Required work:
(a) Which places are named in the damson jelly post? List every one.
(b) How would you put this sentence from the damson jelly post into Spanish: "Our dainty damson tree at the bottom of the garden bears delicate white blossoms in Spring and small plum-like fruits in early Autumn."
(c) Can you pick up the damson jelly post after its final line and write what comes next?
━━━ Page text ━━━
Damson Jelly- no sugar

If you don't use this as a spread, this  slightly tangy, smooth and sweet burgundy-coloured jelly, would be a great base for a festive sauce...
Who doesn't love fruit jellies?- No, not the wobbly sort you get at childrens' parties, but the kind made of pureed and strained fruit cooked with sugar until it sets firmly then bottled in a gleaming jar. The stuff of idyllic daydreams in which I have nothing better to do all day than pick and preserve fruit and write beautiful labels, and maybe later bake a cake sandwiched together with some of that home made jam...
- But it's getting late, I still have a million chores to get through after work, and hungry mouths to feed. Nevertheless, I am determined to make my daydream at least partly a reality, so I get to work with my sturdiest saucepan after dinner. I'm going to make damson jelly; a sugar free version sweetened with agave nectar. 
Our dainty damson tree at the bottom of the garden bears delicate white blossoms in Spring and small plum-like fruits in early Autumn. In case you didn't know, damsons are small, somewhat astringent little plums, known as jambul in Asia and bitter damson in Jamaica. Their English name is said to derive from "Damascus", as the Romans are credited with having brought them to the British Isles from Syria. Whatever their history, damsons are traditionally used as preserves, and in a good year like this one they are not at all sour. The sugar free jelly I made set well and was sweet but tangy- and makes a great spread or sauce; a more British alternative to cranberry sauce at Christmas, even. Or maybe an alternative Thanksgiving condiment? Find the recipe below the pictures:

This year our little tree is bearing literally hundreds of small, sweet damsons

Resplendent in the Autumn sunshine!
━━━ Data listing ━━━
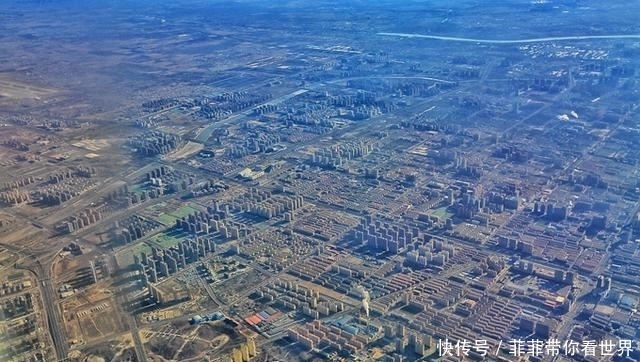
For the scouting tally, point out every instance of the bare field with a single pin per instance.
(18, 90)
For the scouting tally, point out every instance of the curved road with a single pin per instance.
(514, 41)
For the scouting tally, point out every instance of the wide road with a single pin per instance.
(54, 319)
(514, 41)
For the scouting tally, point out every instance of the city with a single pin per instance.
(319, 181)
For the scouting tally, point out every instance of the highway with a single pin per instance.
(514, 41)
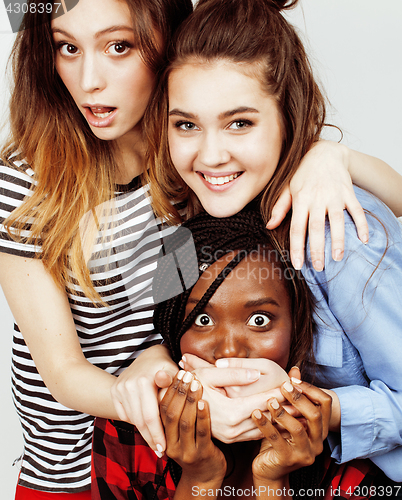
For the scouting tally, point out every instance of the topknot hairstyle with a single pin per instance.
(213, 238)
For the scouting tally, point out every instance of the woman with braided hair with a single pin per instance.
(239, 108)
(248, 302)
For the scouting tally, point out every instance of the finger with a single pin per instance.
(270, 433)
(321, 400)
(187, 422)
(316, 233)
(163, 379)
(280, 209)
(297, 234)
(191, 362)
(221, 377)
(175, 408)
(203, 425)
(359, 217)
(309, 407)
(337, 225)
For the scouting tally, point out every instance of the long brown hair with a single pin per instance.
(73, 170)
(240, 31)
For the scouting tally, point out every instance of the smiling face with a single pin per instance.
(225, 136)
(100, 64)
(248, 316)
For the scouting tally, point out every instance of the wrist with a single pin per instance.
(272, 488)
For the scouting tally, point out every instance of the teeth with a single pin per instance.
(221, 180)
(102, 115)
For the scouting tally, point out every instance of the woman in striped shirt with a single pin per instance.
(78, 238)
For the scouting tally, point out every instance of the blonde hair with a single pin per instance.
(73, 170)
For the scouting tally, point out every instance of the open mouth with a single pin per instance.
(102, 112)
(221, 180)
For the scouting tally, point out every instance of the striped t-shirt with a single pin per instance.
(57, 440)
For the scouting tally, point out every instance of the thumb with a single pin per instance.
(280, 209)
(294, 372)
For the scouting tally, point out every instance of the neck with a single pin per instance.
(130, 157)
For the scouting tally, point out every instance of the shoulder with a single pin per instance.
(15, 177)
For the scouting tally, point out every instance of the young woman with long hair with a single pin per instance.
(79, 240)
(237, 108)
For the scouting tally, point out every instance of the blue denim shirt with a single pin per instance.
(358, 344)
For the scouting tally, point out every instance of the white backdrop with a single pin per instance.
(355, 48)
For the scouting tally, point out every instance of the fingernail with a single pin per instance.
(288, 386)
(274, 404)
(297, 264)
(257, 414)
(253, 374)
(338, 254)
(222, 363)
(195, 385)
(318, 265)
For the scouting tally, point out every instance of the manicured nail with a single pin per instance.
(253, 374)
(338, 254)
(318, 265)
(274, 404)
(288, 386)
(195, 385)
(297, 264)
(222, 363)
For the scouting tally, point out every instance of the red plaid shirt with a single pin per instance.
(124, 467)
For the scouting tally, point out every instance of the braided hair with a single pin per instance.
(213, 238)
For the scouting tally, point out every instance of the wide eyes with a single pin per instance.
(258, 320)
(203, 320)
(68, 49)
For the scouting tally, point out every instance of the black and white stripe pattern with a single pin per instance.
(58, 440)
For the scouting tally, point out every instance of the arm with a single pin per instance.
(282, 453)
(323, 185)
(359, 340)
(42, 312)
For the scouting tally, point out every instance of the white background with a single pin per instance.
(355, 48)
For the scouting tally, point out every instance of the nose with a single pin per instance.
(93, 77)
(212, 151)
(231, 346)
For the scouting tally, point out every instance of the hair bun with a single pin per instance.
(284, 4)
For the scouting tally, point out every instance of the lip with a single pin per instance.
(99, 122)
(219, 187)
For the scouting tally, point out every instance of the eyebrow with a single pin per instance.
(225, 114)
(251, 303)
(111, 29)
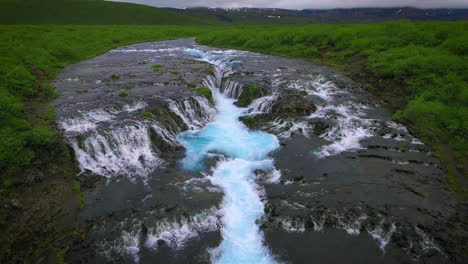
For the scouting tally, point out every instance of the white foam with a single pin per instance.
(176, 234)
(121, 151)
(382, 236)
(195, 112)
(262, 105)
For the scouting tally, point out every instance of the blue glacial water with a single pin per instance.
(243, 152)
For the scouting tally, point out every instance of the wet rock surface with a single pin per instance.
(352, 180)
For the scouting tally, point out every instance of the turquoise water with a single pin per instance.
(244, 152)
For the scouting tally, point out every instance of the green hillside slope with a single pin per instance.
(90, 12)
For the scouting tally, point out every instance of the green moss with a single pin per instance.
(79, 193)
(249, 93)
(158, 67)
(248, 120)
(147, 114)
(60, 257)
(205, 91)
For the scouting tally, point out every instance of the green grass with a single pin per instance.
(79, 193)
(421, 69)
(91, 12)
(30, 57)
(158, 67)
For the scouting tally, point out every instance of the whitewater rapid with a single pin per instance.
(240, 152)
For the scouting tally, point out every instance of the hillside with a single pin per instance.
(308, 16)
(90, 12)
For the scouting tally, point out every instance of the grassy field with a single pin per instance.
(30, 58)
(37, 172)
(91, 12)
(420, 69)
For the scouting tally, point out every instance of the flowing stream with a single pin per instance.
(243, 152)
(171, 176)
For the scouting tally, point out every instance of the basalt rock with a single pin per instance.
(292, 103)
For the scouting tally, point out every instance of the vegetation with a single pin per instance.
(91, 12)
(205, 91)
(79, 193)
(419, 68)
(31, 56)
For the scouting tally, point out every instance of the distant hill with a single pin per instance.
(307, 16)
(91, 12)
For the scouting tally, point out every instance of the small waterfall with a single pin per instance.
(231, 89)
(245, 152)
(195, 111)
(127, 149)
(146, 232)
(120, 151)
(348, 131)
(262, 105)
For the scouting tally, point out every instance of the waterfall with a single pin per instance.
(121, 151)
(262, 105)
(245, 152)
(231, 89)
(195, 111)
(126, 149)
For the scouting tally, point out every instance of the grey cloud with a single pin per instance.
(299, 4)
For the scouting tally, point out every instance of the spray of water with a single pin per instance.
(245, 152)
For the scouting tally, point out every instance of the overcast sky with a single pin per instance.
(300, 4)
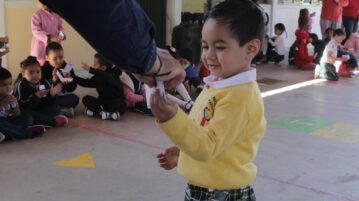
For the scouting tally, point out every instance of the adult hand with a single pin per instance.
(168, 160)
(54, 38)
(162, 109)
(169, 64)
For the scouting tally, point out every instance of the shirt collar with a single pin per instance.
(241, 78)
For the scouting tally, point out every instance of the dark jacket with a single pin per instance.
(118, 29)
(107, 83)
(47, 74)
(25, 93)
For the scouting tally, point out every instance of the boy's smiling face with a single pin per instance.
(222, 53)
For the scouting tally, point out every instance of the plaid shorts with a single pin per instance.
(195, 193)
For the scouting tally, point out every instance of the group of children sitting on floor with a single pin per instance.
(332, 57)
(43, 96)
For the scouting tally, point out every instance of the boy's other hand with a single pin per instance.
(168, 160)
(162, 109)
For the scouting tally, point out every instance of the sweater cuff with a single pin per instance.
(174, 126)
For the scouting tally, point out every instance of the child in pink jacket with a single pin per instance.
(46, 26)
(352, 44)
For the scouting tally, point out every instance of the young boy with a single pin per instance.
(319, 47)
(326, 69)
(55, 63)
(192, 76)
(220, 138)
(111, 102)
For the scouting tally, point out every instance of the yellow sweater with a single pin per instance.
(220, 138)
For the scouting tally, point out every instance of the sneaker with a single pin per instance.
(2, 137)
(68, 112)
(116, 116)
(105, 115)
(61, 120)
(37, 130)
(89, 113)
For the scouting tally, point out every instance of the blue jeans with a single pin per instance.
(118, 29)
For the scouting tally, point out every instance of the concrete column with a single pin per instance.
(174, 9)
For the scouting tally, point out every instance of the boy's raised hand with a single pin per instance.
(162, 109)
(168, 160)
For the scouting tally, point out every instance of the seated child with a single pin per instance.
(319, 46)
(192, 77)
(302, 59)
(135, 99)
(352, 44)
(327, 69)
(328, 35)
(218, 141)
(37, 97)
(110, 103)
(13, 123)
(54, 56)
(276, 49)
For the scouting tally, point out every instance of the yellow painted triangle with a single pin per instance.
(81, 161)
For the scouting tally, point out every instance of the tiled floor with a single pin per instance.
(310, 151)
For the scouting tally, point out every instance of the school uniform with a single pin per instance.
(66, 99)
(43, 110)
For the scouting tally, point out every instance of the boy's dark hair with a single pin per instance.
(53, 46)
(243, 17)
(186, 53)
(280, 27)
(4, 74)
(328, 30)
(30, 60)
(314, 37)
(103, 61)
(338, 32)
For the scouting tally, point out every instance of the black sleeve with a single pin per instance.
(70, 87)
(26, 96)
(89, 83)
(128, 39)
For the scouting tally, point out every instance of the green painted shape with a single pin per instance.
(300, 123)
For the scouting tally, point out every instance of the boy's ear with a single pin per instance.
(253, 47)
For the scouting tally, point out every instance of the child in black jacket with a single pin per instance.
(37, 96)
(111, 102)
(54, 65)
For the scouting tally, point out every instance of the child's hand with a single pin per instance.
(168, 160)
(55, 89)
(162, 109)
(41, 93)
(85, 66)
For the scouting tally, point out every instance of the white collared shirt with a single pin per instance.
(241, 78)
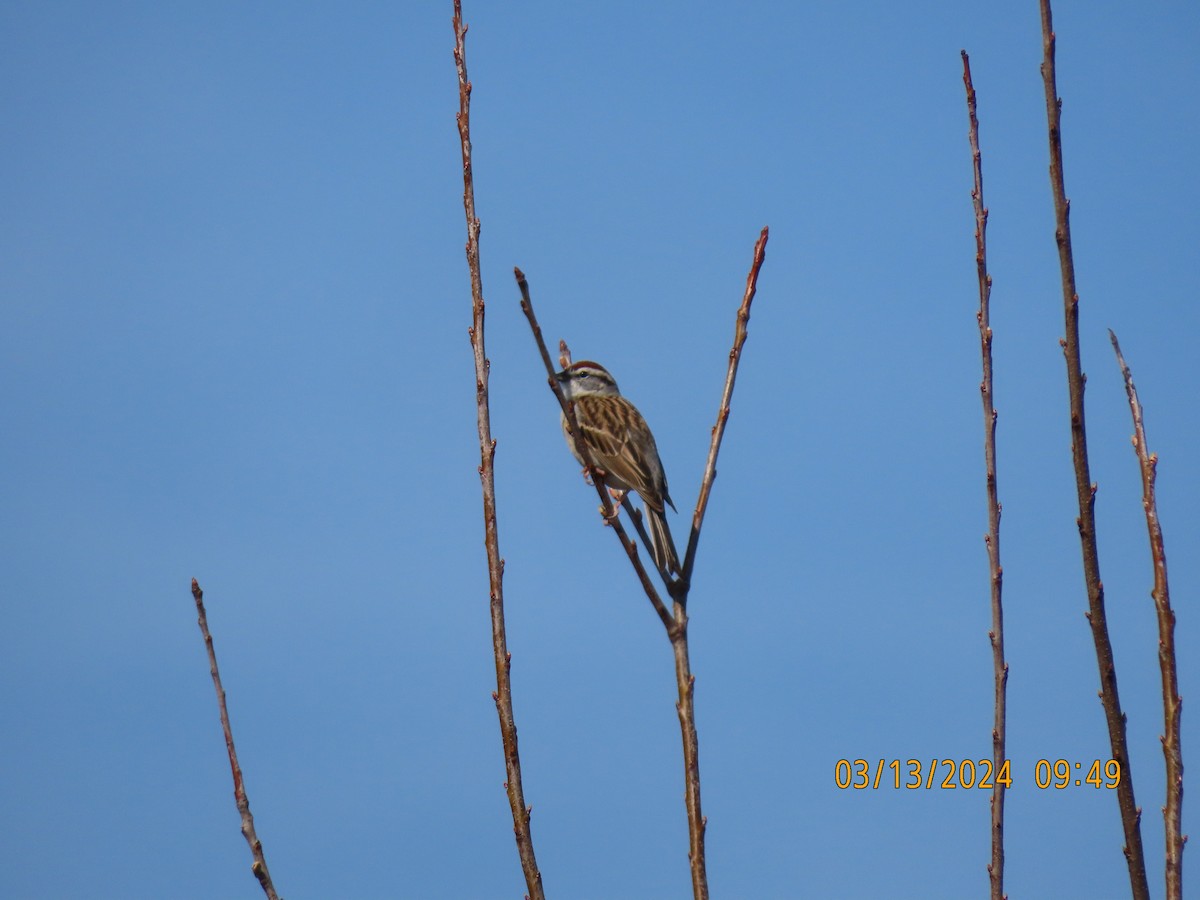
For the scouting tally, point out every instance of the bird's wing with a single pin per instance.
(613, 447)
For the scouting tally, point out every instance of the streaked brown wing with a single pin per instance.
(612, 444)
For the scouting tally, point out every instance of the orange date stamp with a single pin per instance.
(970, 774)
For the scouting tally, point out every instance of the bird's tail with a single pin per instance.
(665, 556)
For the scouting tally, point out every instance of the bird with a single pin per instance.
(621, 444)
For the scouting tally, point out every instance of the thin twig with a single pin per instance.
(1085, 490)
(503, 693)
(723, 413)
(991, 540)
(239, 789)
(677, 624)
(606, 508)
(1173, 705)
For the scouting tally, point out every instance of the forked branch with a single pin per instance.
(676, 624)
(1173, 703)
(1084, 487)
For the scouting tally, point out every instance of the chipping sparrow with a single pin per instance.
(619, 442)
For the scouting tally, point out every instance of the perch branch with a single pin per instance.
(991, 540)
(1084, 487)
(606, 508)
(677, 624)
(723, 413)
(1173, 705)
(239, 789)
(503, 693)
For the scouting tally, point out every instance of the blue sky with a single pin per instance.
(233, 341)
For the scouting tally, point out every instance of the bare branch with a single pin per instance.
(1084, 487)
(723, 413)
(606, 508)
(1173, 705)
(503, 694)
(991, 540)
(239, 789)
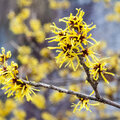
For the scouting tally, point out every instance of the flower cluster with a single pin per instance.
(75, 41)
(72, 39)
(83, 104)
(55, 4)
(12, 84)
(115, 16)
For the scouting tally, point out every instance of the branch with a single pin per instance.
(80, 95)
(92, 82)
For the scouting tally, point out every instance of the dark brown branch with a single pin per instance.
(92, 82)
(62, 90)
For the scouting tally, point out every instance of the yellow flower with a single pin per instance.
(22, 3)
(56, 97)
(99, 68)
(48, 116)
(45, 52)
(117, 7)
(25, 13)
(70, 41)
(19, 114)
(35, 24)
(11, 15)
(39, 101)
(83, 104)
(24, 50)
(3, 56)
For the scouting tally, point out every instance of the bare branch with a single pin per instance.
(92, 82)
(80, 95)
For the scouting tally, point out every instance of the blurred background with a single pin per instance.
(24, 25)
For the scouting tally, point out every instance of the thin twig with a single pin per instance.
(92, 82)
(80, 95)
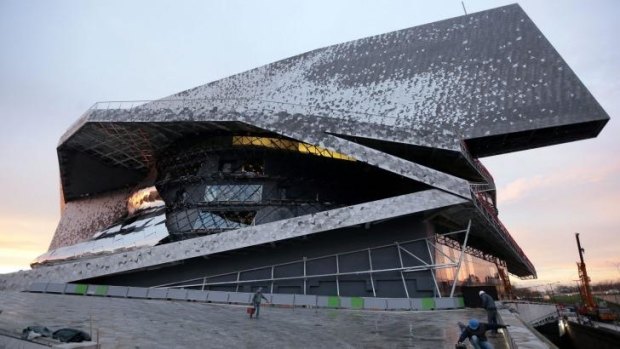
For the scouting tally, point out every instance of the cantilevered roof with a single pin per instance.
(489, 79)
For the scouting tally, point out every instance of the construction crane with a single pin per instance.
(590, 308)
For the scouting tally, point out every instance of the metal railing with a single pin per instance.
(490, 214)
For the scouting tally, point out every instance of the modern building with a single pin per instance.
(350, 170)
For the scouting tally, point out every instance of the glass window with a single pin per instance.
(229, 192)
(223, 220)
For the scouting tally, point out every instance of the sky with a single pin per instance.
(57, 58)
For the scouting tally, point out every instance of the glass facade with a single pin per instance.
(474, 271)
(217, 183)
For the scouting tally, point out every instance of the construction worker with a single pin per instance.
(488, 303)
(256, 299)
(476, 332)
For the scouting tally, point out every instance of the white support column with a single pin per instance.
(434, 270)
(305, 279)
(337, 273)
(458, 268)
(372, 281)
(402, 275)
(238, 278)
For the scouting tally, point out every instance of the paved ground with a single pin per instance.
(132, 323)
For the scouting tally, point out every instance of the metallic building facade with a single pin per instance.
(349, 170)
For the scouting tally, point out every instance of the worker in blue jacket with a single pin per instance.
(476, 332)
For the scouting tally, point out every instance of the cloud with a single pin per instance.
(582, 174)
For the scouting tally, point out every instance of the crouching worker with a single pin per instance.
(476, 332)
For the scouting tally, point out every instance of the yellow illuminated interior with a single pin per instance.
(278, 143)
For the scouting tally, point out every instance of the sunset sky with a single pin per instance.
(59, 57)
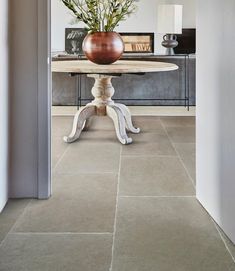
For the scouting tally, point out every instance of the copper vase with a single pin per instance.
(103, 47)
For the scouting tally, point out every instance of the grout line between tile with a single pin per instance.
(221, 236)
(13, 226)
(151, 155)
(178, 155)
(116, 210)
(158, 196)
(61, 233)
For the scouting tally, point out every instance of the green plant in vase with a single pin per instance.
(102, 45)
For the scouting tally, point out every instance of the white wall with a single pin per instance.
(145, 20)
(29, 104)
(216, 111)
(24, 98)
(3, 103)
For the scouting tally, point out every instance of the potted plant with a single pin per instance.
(102, 45)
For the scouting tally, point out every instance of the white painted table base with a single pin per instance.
(103, 91)
(103, 105)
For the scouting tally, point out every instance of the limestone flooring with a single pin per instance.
(117, 208)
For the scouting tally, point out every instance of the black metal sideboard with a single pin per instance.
(171, 88)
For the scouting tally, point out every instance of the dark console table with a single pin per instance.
(173, 88)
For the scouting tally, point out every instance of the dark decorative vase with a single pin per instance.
(103, 47)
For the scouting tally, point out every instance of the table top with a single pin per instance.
(121, 66)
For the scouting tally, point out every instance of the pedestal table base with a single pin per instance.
(103, 105)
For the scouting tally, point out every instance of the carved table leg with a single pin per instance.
(116, 115)
(79, 121)
(103, 105)
(127, 115)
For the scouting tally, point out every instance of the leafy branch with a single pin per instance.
(101, 15)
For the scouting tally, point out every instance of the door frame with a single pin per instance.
(44, 99)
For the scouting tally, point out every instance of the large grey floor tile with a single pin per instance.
(166, 234)
(57, 149)
(56, 253)
(178, 121)
(181, 134)
(228, 242)
(154, 176)
(61, 125)
(90, 158)
(149, 144)
(149, 124)
(187, 152)
(80, 203)
(10, 214)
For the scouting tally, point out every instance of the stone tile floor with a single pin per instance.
(117, 208)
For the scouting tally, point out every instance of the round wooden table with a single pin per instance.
(103, 91)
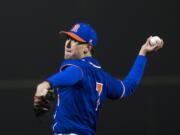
━━━
Answers to the exercise:
(a) Asia, Jamaica, Damascus, the British Isles, Syria

(b) Nuestro pequeño y grácil ciruelo damasceno, al fondo del jardín, da delicadas flores blancas en primavera y pequeños frutos parecidos a ciruelas a principios de otoño.

(c)
1.3kg damsons (includes stones)
375ml agave nectar
3 tabs pectin
  • Wash the damsons and put them whole into a sturdy pan on a gentle heat with the lid on, and simmer until they have broken down.
  • Pass them through a fine sieve to get rid of the stones and skins, measure the resulting puree in ml and return them to the pan.
  • Now add exactly half the amount of agave nectar and bring to a rolling boil with the lid off. Be patient; the jelly will gradually reduce and sweeten up. Use the cold water test (see photo below) to determine if it has reached setting point. Stir from time to time to prevent the bottom of the pan burning.
  • When it reaches setting point, turn the heat off and stir in the pectin. I have never set jam with pectin before and it was quite magical to see it thicken before my eyes!
  • Bottle/ jar in sterilised containers and keep in the fridge. I don't know yet how long it lasts; maybe up to a couple of weeks.

When the jelly coagulates in cold water and does not mix with the water even when poured out, it has reached setting point.


  1. Beautifully simple...this would be so yumful on waffles and English muffins and ohgoodgolly vegan ice cream! Many thanks!